Dalla copertina dell’antologia La nostra classe sepolta

Una crestomazia di voci liriche diverse ma strettamente collegate fra loro dall’urgenza di un tema irrisolto, può saldare la più fervente denuncia civica alla rabbiosa commozione per la fragilità della condizione umana. Il lavoro, presunta causa di nobilitazione dell’uomo, diventa un epicentro di convergenza tra questioni sociali, politiche, sanitarie, economiche, sentimentali, culturali, religiose, di genere e di razza che si estremizzano nel bisogno esistenziale e materiale dell’uomo.

La nostra classe sepolta – Cronache poetiche dai mondi del lavoro, a cura di Valeria Raimondi e con una prefazione della sindacalista Fiom Eliana Como (Pietre Vive 2019), è la dimostrazione di come la parola poetica possa – e forse debba – includere quella mobilitazione etico-sociale che, pur non cedendo al mero reportage giornalistico, trasporti nel linguaggio dell’arte le istanze della realtà a cui, sotto un profilo storico-sociologico, appartiene.

Tutte le “morti bianche/si tingono di rosso/sempre di grida/appese al gancio che le sgozza” (Francesco Zanoncelli) è un’immagine simbolica della ferocia con cui si realizzano i decessi sul lavoro, apparentemente privi di un artefice identificato ma, in realtà, compiuti dall’intera società che rimane – indolente – a osservare.

> DATI GREZZI
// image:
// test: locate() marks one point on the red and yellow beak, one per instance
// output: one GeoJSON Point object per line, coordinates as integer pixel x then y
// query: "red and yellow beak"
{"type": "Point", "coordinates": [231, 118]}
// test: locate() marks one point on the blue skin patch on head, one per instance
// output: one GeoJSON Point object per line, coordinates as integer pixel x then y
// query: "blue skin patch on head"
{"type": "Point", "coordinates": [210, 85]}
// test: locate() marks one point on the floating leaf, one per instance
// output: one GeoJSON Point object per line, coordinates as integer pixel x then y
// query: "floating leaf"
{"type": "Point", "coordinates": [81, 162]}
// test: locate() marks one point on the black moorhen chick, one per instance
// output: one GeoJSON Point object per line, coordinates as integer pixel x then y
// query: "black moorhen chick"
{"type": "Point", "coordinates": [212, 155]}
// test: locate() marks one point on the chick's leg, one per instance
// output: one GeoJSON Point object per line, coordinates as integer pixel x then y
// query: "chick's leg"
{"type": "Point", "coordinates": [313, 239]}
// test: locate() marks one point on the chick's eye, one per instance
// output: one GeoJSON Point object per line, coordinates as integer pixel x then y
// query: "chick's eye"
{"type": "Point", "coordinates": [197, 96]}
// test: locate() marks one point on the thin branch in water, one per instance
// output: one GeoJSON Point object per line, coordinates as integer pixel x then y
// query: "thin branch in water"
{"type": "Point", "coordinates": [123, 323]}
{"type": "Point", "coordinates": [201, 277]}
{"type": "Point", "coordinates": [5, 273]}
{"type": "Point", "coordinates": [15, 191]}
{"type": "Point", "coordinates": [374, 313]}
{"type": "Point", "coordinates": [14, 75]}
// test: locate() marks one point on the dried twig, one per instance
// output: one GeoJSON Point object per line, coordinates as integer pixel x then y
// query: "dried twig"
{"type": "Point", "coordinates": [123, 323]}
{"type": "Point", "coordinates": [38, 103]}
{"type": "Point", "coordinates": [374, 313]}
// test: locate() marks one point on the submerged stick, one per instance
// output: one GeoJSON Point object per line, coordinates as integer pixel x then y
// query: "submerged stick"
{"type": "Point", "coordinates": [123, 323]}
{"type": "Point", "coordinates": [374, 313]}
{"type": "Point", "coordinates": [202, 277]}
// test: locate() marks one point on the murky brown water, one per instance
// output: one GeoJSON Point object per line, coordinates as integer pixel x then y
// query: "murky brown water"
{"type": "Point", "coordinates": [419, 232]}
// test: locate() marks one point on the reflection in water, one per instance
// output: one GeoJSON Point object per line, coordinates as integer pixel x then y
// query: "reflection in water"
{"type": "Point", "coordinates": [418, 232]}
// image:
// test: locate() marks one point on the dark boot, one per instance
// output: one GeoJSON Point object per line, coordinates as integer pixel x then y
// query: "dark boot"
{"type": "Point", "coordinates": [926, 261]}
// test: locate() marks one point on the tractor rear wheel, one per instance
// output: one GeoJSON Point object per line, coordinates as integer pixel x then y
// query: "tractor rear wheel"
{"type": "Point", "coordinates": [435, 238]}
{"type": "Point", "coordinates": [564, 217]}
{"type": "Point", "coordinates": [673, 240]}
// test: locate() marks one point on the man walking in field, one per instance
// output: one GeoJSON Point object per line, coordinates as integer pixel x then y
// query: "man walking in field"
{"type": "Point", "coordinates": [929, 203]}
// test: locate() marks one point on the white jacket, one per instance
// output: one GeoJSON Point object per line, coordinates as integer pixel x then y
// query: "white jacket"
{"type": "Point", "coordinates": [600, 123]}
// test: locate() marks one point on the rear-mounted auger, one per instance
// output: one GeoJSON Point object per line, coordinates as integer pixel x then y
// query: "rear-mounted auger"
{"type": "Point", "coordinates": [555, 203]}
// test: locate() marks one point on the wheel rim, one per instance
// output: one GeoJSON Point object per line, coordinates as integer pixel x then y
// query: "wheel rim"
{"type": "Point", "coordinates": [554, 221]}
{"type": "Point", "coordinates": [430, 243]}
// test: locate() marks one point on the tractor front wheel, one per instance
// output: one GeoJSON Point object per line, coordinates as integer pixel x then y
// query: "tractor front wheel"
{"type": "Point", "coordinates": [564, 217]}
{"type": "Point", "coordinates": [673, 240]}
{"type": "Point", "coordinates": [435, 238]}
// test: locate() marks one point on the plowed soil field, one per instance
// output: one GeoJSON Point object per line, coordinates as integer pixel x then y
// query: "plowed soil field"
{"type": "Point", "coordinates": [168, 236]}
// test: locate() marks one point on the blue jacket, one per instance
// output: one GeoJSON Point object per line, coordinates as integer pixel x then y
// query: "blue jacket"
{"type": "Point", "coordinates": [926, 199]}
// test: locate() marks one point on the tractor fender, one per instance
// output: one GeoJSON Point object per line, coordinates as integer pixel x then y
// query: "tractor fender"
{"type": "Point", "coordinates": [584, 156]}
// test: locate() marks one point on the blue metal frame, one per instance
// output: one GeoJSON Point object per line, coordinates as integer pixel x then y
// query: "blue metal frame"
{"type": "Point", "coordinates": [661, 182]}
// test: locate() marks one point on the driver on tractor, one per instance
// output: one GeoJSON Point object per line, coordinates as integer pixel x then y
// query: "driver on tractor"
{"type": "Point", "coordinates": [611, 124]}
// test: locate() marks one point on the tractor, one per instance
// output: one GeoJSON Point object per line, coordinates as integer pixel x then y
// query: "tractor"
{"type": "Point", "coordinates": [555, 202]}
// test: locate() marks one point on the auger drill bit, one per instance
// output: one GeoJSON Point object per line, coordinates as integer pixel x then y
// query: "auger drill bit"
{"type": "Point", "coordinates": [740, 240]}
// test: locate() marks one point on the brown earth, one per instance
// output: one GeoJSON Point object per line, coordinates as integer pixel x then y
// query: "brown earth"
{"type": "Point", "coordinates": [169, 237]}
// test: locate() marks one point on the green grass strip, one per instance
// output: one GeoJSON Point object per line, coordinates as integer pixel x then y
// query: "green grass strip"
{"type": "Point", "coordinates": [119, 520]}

> COMPITO SCRITTO A
Rispondi a queste domande sul testo dedicato all'antologia:
(i) Chi ha curato l'antologia?
(ii) Chi ha scritto la prefazione?
(iii) Di chi sono i versi che parlano delle "morti bianche"?
> COMPITO SCRITTO B
Nel testo dedicato all'antologia, le morti sul lavoro sembrano non avere un responsabile preciso. Spiega perché, secondo il testo, vanno invece attribuite all'intera società.

> RISPOSTA ATTESA A
(i) Valeria Raimondi.
(ii) Eliana Como, sindacalista Fiom.
(iii) Francesco Zanoncelli.

> RISPOSTA ATTESA B
Secondo il testo, vanno attribuite all'intera società perché questa resta a guardare senza fare nulla, in modo indolente. Anche se non c'è un responsabile preciso, chi osserva passivo ne ha quindi la colpa.